:: PROBLEM TO WORK ON ::
Put the lines of all the items below into a numbered list, omitting any blank lines.

(Dataset rows)
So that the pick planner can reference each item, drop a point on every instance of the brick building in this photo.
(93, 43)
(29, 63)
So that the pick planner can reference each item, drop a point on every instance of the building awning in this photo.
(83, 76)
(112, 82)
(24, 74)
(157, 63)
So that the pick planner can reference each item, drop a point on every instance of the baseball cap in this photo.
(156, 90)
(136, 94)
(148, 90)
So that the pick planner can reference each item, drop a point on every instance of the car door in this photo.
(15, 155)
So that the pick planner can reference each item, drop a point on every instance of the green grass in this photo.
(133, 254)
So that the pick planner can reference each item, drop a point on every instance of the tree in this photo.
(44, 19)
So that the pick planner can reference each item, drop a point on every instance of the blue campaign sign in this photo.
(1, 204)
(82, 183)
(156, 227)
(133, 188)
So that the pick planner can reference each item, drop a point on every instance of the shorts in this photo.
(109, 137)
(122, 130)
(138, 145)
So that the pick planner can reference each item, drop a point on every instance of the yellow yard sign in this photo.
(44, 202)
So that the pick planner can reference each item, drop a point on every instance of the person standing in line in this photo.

:: ANSWER TO THE PROBLEM ::
1. So that the pick planner can reference each item, drop a point on every instance of the brick building in this photo.
2. (93, 43)
3. (29, 63)
4. So that the pick planner can reference each item, drop a point on every instance of the building awning in this photo.
5. (83, 76)
6. (112, 82)
7. (24, 74)
8. (157, 63)
9. So that the pick planner can reference each item, drop a point on every instance of the baseball cap in this photo.
10. (156, 90)
11. (136, 94)
12. (148, 90)
13. So that the pick planner can reference each item, drop a point on every instance of the car door in this photo.
14. (15, 155)
15. So that the pick planner can reference each item, drop a point on every instance of the green grass in this photo.
16. (133, 254)
17. So that the pick planner can reference each item, drop a point on every instance of the tree in this photo.
18. (44, 19)
19. So that the pick planner can reference each item, drop a point on every instance of the blue campaign sign in this photo.
20. (1, 204)
21. (82, 183)
22. (156, 227)
23. (133, 188)
24. So that the pick planner can reference each item, drop a point on every instance of the shorts in this photo.
25. (109, 137)
26. (122, 130)
27. (138, 145)
28. So that the pick planner can reference each item, drop a point on every instance of the yellow yard sign in this photo.
29. (44, 202)
30. So that the pick planner can reference each item, drop a point on every instance of the person standing in line in this photo.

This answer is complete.